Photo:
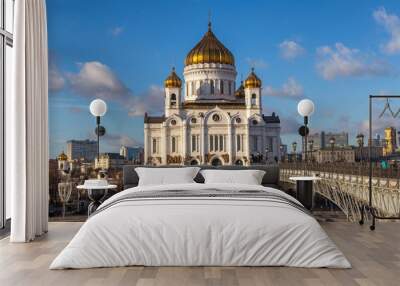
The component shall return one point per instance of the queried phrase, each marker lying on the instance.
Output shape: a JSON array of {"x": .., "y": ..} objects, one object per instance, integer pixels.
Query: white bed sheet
[{"x": 200, "y": 232}]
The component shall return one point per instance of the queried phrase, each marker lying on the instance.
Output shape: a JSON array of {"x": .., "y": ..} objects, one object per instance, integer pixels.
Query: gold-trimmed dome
[
  {"x": 240, "y": 91},
  {"x": 173, "y": 80},
  {"x": 252, "y": 81},
  {"x": 209, "y": 50},
  {"x": 62, "y": 157}
]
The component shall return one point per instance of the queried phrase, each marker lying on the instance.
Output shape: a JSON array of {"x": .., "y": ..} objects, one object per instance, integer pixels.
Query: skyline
[{"x": 119, "y": 55}]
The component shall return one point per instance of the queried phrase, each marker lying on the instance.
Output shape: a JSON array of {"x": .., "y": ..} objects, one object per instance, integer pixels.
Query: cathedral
[{"x": 207, "y": 120}]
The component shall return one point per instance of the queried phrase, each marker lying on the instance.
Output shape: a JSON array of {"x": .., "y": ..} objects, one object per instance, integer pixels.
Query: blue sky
[{"x": 333, "y": 52}]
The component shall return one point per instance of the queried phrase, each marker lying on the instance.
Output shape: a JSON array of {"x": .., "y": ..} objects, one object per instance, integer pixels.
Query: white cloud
[
  {"x": 151, "y": 101},
  {"x": 391, "y": 23},
  {"x": 341, "y": 61},
  {"x": 291, "y": 89},
  {"x": 290, "y": 49},
  {"x": 96, "y": 79},
  {"x": 116, "y": 31},
  {"x": 56, "y": 79},
  {"x": 257, "y": 63}
]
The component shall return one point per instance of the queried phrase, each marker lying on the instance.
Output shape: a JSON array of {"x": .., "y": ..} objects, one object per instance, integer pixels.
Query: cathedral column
[
  {"x": 184, "y": 142},
  {"x": 246, "y": 143},
  {"x": 230, "y": 153},
  {"x": 202, "y": 142},
  {"x": 147, "y": 146},
  {"x": 163, "y": 144}
]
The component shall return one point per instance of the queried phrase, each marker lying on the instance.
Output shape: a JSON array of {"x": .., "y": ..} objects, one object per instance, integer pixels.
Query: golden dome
[
  {"x": 173, "y": 80},
  {"x": 240, "y": 91},
  {"x": 209, "y": 50},
  {"x": 62, "y": 157},
  {"x": 252, "y": 80}
]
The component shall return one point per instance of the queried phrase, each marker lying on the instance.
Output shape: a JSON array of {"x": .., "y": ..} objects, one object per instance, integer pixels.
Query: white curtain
[{"x": 27, "y": 124}]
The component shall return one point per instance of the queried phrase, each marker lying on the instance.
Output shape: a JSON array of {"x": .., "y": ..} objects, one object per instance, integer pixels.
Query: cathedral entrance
[{"x": 216, "y": 162}]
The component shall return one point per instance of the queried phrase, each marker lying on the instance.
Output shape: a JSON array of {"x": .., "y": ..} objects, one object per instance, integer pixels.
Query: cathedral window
[
  {"x": 173, "y": 145},
  {"x": 154, "y": 147},
  {"x": 238, "y": 143},
  {"x": 216, "y": 117},
  {"x": 173, "y": 99},
  {"x": 253, "y": 99}
]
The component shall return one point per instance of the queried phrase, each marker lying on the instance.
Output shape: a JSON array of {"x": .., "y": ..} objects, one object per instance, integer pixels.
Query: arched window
[
  {"x": 154, "y": 146},
  {"x": 253, "y": 99},
  {"x": 173, "y": 144},
  {"x": 173, "y": 99}
]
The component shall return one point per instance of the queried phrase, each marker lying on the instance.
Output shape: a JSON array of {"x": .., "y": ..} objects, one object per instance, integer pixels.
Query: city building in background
[
  {"x": 211, "y": 121},
  {"x": 134, "y": 154},
  {"x": 329, "y": 155},
  {"x": 390, "y": 143},
  {"x": 81, "y": 149},
  {"x": 109, "y": 161},
  {"x": 321, "y": 140}
]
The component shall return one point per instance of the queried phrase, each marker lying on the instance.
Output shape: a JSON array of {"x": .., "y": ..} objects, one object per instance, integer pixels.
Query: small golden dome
[
  {"x": 209, "y": 50},
  {"x": 62, "y": 157},
  {"x": 240, "y": 91},
  {"x": 252, "y": 80},
  {"x": 173, "y": 80}
]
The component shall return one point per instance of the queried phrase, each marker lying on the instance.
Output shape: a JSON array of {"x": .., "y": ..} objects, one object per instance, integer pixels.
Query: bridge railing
[{"x": 347, "y": 185}]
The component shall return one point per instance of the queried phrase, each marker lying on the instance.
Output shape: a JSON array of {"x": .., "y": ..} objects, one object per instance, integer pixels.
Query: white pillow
[
  {"x": 248, "y": 177},
  {"x": 166, "y": 176}
]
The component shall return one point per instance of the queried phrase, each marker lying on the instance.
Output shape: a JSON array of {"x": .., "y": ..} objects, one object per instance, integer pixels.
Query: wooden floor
[{"x": 375, "y": 257}]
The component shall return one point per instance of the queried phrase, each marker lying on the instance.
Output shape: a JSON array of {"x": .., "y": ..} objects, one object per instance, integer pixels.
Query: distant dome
[
  {"x": 209, "y": 50},
  {"x": 252, "y": 80},
  {"x": 173, "y": 80},
  {"x": 240, "y": 91},
  {"x": 62, "y": 157}
]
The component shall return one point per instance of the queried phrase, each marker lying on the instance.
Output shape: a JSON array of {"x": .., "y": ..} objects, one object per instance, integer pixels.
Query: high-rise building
[
  {"x": 208, "y": 120},
  {"x": 390, "y": 143},
  {"x": 321, "y": 140},
  {"x": 81, "y": 149},
  {"x": 131, "y": 153}
]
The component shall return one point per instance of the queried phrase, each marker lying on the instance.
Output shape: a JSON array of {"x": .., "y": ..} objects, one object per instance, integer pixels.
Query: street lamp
[
  {"x": 305, "y": 108},
  {"x": 294, "y": 146},
  {"x": 360, "y": 142},
  {"x": 311, "y": 145},
  {"x": 332, "y": 142},
  {"x": 98, "y": 108}
]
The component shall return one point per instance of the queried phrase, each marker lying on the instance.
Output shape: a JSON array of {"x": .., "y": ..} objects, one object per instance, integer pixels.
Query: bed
[{"x": 197, "y": 224}]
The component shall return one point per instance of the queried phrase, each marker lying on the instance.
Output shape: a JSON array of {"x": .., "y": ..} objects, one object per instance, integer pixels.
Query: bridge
[{"x": 347, "y": 186}]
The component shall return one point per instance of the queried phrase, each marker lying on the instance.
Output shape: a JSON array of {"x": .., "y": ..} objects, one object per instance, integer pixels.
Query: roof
[
  {"x": 153, "y": 119},
  {"x": 272, "y": 118}
]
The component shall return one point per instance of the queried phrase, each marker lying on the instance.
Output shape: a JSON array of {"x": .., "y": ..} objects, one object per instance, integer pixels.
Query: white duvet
[{"x": 202, "y": 232}]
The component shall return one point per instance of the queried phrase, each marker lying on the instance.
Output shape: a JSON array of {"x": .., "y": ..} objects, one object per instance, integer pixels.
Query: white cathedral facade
[{"x": 207, "y": 120}]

##########

— Problem details —
An exact transcription of all the entries is required, without the pictures.

— Exercise answer —
Photo:
The component shall return one point per instance of the queried phrase, each marker lying on the instance.
Output shape: a JSON array of {"x": .., "y": ..} objects, one object per instance, integer pixels.
Query: white bed sheet
[{"x": 200, "y": 232}]
The component shall return one point per instance of the queried phrase, each marker lying on the instance.
Output shape: a JSON array of {"x": .., "y": ..} objects, one object per instance, integer pixels.
Query: gold-trimmed dome
[
  {"x": 240, "y": 91},
  {"x": 173, "y": 80},
  {"x": 252, "y": 81},
  {"x": 209, "y": 50},
  {"x": 62, "y": 157}
]
The component shall return one point per instance of the queried phrase, each marker lying on the instance.
Output shape: a JSON array of {"x": .., "y": ..} objects, one object per instance, integer pixels.
Query: skyline
[{"x": 119, "y": 55}]
The component shall return one point per instance of the queried phrase, each marker lying on the instance.
Output shape: a JSON array of {"x": .., "y": ..} objects, one object per instance, integer pixels.
Query: cathedral
[{"x": 207, "y": 120}]
The component shall return one point per instance of the queried phrase, each marker lying on the instance.
Output shape: a JSON array of {"x": .., "y": ..} objects, one object per instance, integer pixels.
Query: blue sky
[{"x": 333, "y": 52}]
The component shall return one point per instance of the queried phrase, each marker lying on the instance.
Output shape: a JSON array of {"x": .., "y": ..} objects, one object per instance, integer pixels.
Query: white cloud
[
  {"x": 151, "y": 101},
  {"x": 391, "y": 23},
  {"x": 341, "y": 61},
  {"x": 291, "y": 89},
  {"x": 290, "y": 49},
  {"x": 96, "y": 79},
  {"x": 116, "y": 31},
  {"x": 56, "y": 79},
  {"x": 257, "y": 63}
]
The component shall return one point per instance of the queried phrase, each marker lying on the instance.
Output shape: a JSON array of {"x": .., "y": ..} objects, one object per instance, integer pixels.
Query: cathedral column
[
  {"x": 184, "y": 142},
  {"x": 246, "y": 143},
  {"x": 230, "y": 153},
  {"x": 202, "y": 142},
  {"x": 147, "y": 146},
  {"x": 163, "y": 144}
]
The component shall return one point per instance of the queried phrase, each marker lying on the instance.
Output shape: a JSON array of {"x": .., "y": ..} objects, one object per instance, integer pixels.
Query: golden dome
[
  {"x": 173, "y": 80},
  {"x": 240, "y": 91},
  {"x": 209, "y": 50},
  {"x": 62, "y": 157},
  {"x": 252, "y": 80}
]
The component shall return one point per instance of the queried phrase, each marker lying on the instance.
Output shape: a JSON array of {"x": .., "y": ..} objects, one object per instance, integer pixels.
Query: white curtain
[{"x": 27, "y": 124}]
The component shall return one point per instance of the queried phrase, each marker lying on the instance.
Output shape: a JSON array of {"x": .., "y": ..} objects, one object per instance, integer pixels.
Query: cathedral entrance
[{"x": 216, "y": 162}]
The component shall return one point per instance of the queried phrase, each marker lying on the instance.
Output shape: a JSON array of {"x": .., "y": ..} objects, one object per instance, integer pixels.
Query: cathedral window
[
  {"x": 173, "y": 145},
  {"x": 154, "y": 147},
  {"x": 238, "y": 143},
  {"x": 216, "y": 117},
  {"x": 173, "y": 99},
  {"x": 253, "y": 99}
]
The component shall return one point per instance of the queried phrase, each marker lying on the instance.
Output shape: a JSON array of {"x": .., "y": ..} objects, one object per instance, integer pixels.
Query: arched window
[
  {"x": 154, "y": 146},
  {"x": 253, "y": 99},
  {"x": 173, "y": 144},
  {"x": 173, "y": 99}
]
The component shall return one point per instance of the queried phrase, each marker lying on the instance.
Output shape: a JSON array of {"x": .., "y": ..} objects, one object per instance, integer pixels.
Query: city building in background
[
  {"x": 211, "y": 121},
  {"x": 134, "y": 154},
  {"x": 329, "y": 155},
  {"x": 390, "y": 143},
  {"x": 81, "y": 149},
  {"x": 109, "y": 161},
  {"x": 321, "y": 140}
]
The component shall return one point per instance of the queried phrase, each marker lying on the instance.
Output shape: a JSON array of {"x": .., "y": ..} objects, one object per instance, integer pixels.
Query: small golden dome
[
  {"x": 209, "y": 50},
  {"x": 62, "y": 157},
  {"x": 240, "y": 91},
  {"x": 252, "y": 80},
  {"x": 173, "y": 80}
]
The component shall return one point per instance of the queried phrase, each marker lying on the instance.
Output shape: a JSON array of {"x": .., "y": ..} objects, one object per instance, integer pixels.
Query: bridge railing
[{"x": 347, "y": 185}]
The component shall return one point per instance of the queried phrase, each marker lying on the instance.
Output shape: a JSON array of {"x": .., "y": ..} objects, one object per instance, integer pixels.
Query: white pillow
[
  {"x": 248, "y": 177},
  {"x": 166, "y": 176}
]
The component shall return one point per instance of the queried phrase, each marker lying on the instance.
Output shape: a JSON array of {"x": .., "y": ..} objects, one object per instance, integer pixels.
Query: wooden floor
[{"x": 375, "y": 257}]
The component shall return one point per instance of the queried phrase, each marker lying on the instance.
Output shape: a JSON array of {"x": .., "y": ..} objects, one object per instance, integer pixels.
Query: distant dome
[
  {"x": 209, "y": 50},
  {"x": 252, "y": 80},
  {"x": 173, "y": 80},
  {"x": 240, "y": 91},
  {"x": 62, "y": 157}
]
The component shall return one point per instance of the queried phrase, each marker lying on the instance.
Output shape: a JSON array of {"x": .., "y": ..} objects, one object per instance, integer pixels.
Query: high-rise building
[
  {"x": 208, "y": 120},
  {"x": 390, "y": 143},
  {"x": 321, "y": 140},
  {"x": 81, "y": 149},
  {"x": 131, "y": 153}
]
The component shall return one point per instance of the queried phrase, each marker lying on the instance.
Output shape: a JSON array of {"x": .., "y": ..} objects, one object per instance, integer pixels.
Query: street lamp
[
  {"x": 305, "y": 108},
  {"x": 294, "y": 146},
  {"x": 360, "y": 142},
  {"x": 311, "y": 145},
  {"x": 332, "y": 142},
  {"x": 98, "y": 108}
]
The component shall return one point per instance of the queried phrase, each marker lying on the instance.
Output shape: a JSON array of {"x": .., "y": ..} objects, one object per instance, integer pixels.
Query: bed
[{"x": 197, "y": 224}]
The component shall return one point per instance of the queried phrase, each marker lying on the instance.
Output shape: a JSON array of {"x": .., "y": ..} objects, one object per instance, integer pixels.
Query: bridge
[{"x": 347, "y": 186}]
The component shall return one point per instance of the queried phrase, each marker lying on the instance.
Output shape: a JSON array of {"x": .., "y": ..} objects, one object per instance, integer pixels.
Query: roof
[
  {"x": 153, "y": 119},
  {"x": 272, "y": 118}
]
The component shall return one point per instance of the queried phrase, each marker lying on the instance.
Output shape: a JSON array of {"x": .., "y": ..} objects, one object per instance, integer pixels.
Query: white duvet
[{"x": 202, "y": 232}]
The component shall return one point per instance of the queried phrase, each marker lying on the instance.
Output shape: a JSON array of {"x": .., "y": ..} objects, one object per instance, integer pixels.
Query: white cathedral facade
[{"x": 207, "y": 120}]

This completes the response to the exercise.